** SHORT TASK **
Lay out, as a numbered list with blank lines dropped, everything in the rows below from the line containing "Target: wooden plank surface" down to the last row, both ends included.

▬▬▬▬▬▬

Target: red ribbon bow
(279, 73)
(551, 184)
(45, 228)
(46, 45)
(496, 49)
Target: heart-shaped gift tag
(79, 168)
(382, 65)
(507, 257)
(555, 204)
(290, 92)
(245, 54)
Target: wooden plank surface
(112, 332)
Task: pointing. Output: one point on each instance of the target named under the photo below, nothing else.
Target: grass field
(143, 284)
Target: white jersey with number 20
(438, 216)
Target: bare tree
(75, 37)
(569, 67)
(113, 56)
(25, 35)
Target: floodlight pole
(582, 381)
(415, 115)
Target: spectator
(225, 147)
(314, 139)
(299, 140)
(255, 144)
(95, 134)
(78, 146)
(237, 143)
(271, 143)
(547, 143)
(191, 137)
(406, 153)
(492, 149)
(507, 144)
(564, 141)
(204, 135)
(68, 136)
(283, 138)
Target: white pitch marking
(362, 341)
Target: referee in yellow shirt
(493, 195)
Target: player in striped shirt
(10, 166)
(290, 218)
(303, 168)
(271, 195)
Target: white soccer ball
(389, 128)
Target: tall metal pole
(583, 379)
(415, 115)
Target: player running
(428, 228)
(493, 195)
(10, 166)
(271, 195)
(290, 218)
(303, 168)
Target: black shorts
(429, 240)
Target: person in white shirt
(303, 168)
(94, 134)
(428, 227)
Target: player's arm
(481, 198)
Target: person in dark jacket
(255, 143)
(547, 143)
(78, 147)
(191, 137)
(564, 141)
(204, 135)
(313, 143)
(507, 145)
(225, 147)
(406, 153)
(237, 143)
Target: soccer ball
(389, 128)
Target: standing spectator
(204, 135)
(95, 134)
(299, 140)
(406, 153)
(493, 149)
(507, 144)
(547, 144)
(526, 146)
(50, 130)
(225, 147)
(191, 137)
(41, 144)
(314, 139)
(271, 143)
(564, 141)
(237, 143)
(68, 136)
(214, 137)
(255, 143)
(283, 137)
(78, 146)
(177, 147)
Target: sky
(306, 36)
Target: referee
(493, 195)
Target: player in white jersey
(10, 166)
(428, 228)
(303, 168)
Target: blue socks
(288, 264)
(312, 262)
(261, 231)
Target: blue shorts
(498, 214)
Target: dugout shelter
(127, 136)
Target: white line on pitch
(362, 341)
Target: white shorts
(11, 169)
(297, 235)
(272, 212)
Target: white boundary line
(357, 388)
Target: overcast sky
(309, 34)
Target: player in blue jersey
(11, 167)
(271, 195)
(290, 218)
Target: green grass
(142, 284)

▬▬▬▬▬▬

** ANSWER TO THE EXERCISE **
1. Target: wooden plank surface
2. (112, 332)
3. Task: pointing. Output: one point on each instance of the target named under the photo below, nothing else.
4. Target: grass field
5. (143, 284)
6. Target: white jersey with number 20
7. (438, 216)
8. Target: bare tree
9. (75, 37)
10. (569, 67)
11. (113, 56)
12. (25, 35)
13. Target: floodlight pole
14. (582, 381)
15. (415, 115)
16. Target: spectator
17. (225, 147)
18. (314, 139)
19. (299, 140)
20. (255, 144)
21. (95, 134)
22. (78, 146)
23. (237, 143)
24. (271, 143)
25. (547, 143)
26. (191, 137)
27. (406, 153)
28. (492, 149)
29. (507, 144)
30. (564, 141)
31. (204, 135)
32. (68, 136)
33. (283, 138)
34. Target: white pitch marking
35. (362, 341)
36. Target: referee in yellow shirt
37. (493, 195)
38. Target: player in striped shirt
39. (10, 166)
40. (290, 218)
41. (303, 168)
42. (271, 195)
43. Target: white soccer ball
44. (389, 128)
45. Target: tall metal pole
46. (583, 379)
47. (415, 115)
48. Target: player running
49. (428, 228)
50. (493, 195)
51. (10, 166)
52. (271, 195)
53. (290, 218)
54. (303, 168)
55. Target: black shorts
56. (429, 240)
57. Target: person in white shirt
58. (303, 168)
59. (94, 134)
60. (428, 227)
61. Target: player's arm
62. (481, 198)
63. Target: person in dark jacket
64. (255, 143)
65. (547, 143)
66. (78, 147)
67. (191, 137)
68. (564, 141)
69. (204, 135)
70. (313, 143)
71. (507, 145)
72. (225, 147)
73. (406, 153)
74. (237, 143)
75. Target: soccer ball
76. (389, 128)
77. Target: standing spectator
78. (204, 135)
79. (95, 134)
80. (299, 140)
81. (406, 153)
82. (493, 149)
83. (507, 144)
84. (547, 144)
85. (526, 146)
86. (50, 130)
87. (225, 147)
88. (191, 137)
89. (41, 144)
90. (314, 139)
91. (271, 143)
92. (564, 141)
93. (237, 143)
94. (68, 136)
95. (214, 137)
96. (255, 143)
97. (283, 137)
98. (78, 146)
99. (177, 147)
100. Target: sky
101. (306, 36)
102. Target: referee
103. (493, 195)
104. Target: player in white jersey
105. (10, 166)
106. (428, 228)
107. (303, 168)
108. Target: blue socks
109. (288, 264)
110. (312, 262)
111. (261, 231)
112. Target: blue shorts
113. (498, 214)
114. Target: dugout shelter
115. (127, 136)
116. Target: white line on pitch
117. (362, 341)
118. Target: white shorts
119. (11, 169)
120. (297, 235)
121. (272, 212)
122. Target: white boundary line
123. (357, 388)
124. Target: overcast sky
125. (309, 34)
126. Target: player in blue jersey
127. (11, 167)
128. (271, 195)
129. (290, 218)
130. Target: green grass
131. (142, 284)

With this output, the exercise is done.